» **Quoted passage**:
The heat pump is still a relatively new form of home heating and cooling technology, but it has already become a popular option across California and beyond. Geothermal heat pump installation can help to keep your bills low, reduce your environmental footprint, and eliminate the need for separate heating and cooling systems. They can be expensive, though, so we can’t blame you if you want to learn about the heat pump installation process before signing on the dotted line.

Initial Considerations

Before even looking at different heat pump models, you’ll need a qualified HVAC contractor to visit your property to assess the home’s heating and cooling needs. This visit gives us a chance to learn about your home and your family’s climate control needs, but it also gives you a chance to ask us questions. Some of the key considerations we’ll address at this initial consultation include:

Site Composition

Geothermal heat pumps require ground loops, which come in different shapes and sizes to suit a variety of spaces, soil types, and hydrologies. To choose the right type of ground loop, we’ll need to know where your property lines are, where the groundwater table sits, how well your soil conducts heat, and how deep or shallow it is. In other words, we’ll need to perform a site inspection in addition to checking your property boundaries.

Economic Feasibility

If you’re considering a heat pump installation, one of your top concerns is most likely whether it will be economically feasible. We know that the heat pump installation cost can be high for some homeowners and offer financing. However, you should still feel free to discuss your financial concerns during the initial consultation.

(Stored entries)
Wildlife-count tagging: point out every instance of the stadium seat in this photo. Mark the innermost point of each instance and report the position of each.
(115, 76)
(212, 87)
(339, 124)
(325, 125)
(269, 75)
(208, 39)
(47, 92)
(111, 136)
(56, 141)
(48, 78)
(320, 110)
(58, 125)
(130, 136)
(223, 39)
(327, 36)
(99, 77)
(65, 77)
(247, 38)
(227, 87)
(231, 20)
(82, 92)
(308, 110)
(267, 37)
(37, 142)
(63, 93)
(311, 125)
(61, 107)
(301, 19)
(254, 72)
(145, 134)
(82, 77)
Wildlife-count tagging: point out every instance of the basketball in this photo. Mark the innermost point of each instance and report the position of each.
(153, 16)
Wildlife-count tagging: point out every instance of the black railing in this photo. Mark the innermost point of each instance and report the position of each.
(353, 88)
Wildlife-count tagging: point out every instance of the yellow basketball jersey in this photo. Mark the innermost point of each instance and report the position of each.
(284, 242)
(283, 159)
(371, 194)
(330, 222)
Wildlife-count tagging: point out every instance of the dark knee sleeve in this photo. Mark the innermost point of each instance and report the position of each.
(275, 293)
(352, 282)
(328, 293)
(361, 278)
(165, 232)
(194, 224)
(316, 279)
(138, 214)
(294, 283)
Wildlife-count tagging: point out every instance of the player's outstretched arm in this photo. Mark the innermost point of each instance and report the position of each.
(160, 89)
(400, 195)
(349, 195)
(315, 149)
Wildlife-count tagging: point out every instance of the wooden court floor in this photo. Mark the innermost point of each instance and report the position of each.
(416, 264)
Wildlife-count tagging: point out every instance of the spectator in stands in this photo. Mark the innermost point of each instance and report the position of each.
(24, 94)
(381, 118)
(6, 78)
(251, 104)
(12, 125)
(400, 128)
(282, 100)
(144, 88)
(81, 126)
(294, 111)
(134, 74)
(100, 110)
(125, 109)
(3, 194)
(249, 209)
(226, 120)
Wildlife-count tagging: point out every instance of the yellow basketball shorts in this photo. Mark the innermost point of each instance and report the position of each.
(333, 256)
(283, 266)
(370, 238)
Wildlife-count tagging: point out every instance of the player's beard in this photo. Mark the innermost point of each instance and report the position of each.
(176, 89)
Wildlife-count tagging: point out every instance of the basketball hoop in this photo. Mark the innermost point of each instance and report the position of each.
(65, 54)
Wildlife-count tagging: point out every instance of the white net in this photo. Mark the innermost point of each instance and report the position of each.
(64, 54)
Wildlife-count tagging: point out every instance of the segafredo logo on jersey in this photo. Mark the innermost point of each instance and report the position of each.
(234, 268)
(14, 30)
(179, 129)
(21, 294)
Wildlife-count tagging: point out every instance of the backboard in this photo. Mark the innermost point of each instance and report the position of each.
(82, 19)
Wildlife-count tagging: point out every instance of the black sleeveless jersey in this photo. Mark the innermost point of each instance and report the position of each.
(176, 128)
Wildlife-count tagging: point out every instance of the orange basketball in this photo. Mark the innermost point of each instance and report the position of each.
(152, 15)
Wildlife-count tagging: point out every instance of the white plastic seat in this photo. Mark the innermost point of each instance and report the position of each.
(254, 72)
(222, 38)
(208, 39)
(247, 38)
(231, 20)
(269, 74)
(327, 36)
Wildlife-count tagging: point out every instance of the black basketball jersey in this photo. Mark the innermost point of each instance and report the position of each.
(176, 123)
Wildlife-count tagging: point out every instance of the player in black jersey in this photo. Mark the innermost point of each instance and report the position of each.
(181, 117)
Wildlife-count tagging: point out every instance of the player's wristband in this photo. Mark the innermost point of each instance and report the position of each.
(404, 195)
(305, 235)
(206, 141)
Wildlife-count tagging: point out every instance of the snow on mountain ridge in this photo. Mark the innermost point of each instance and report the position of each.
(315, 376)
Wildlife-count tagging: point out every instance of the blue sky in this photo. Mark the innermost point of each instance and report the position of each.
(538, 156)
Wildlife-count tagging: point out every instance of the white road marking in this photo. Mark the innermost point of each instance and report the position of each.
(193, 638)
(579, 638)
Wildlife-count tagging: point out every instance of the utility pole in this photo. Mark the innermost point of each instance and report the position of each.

» **Description of the task**: From the heat pump installation text, list every benefit of geothermal heat pump installation named in its first paragraph. Rely only on the heat pump installation text.

» **Solution for this exercise**:
- Keeps your bills low
- Reduces your environmental footprint
- Eliminates the need for separate heating and cooling systems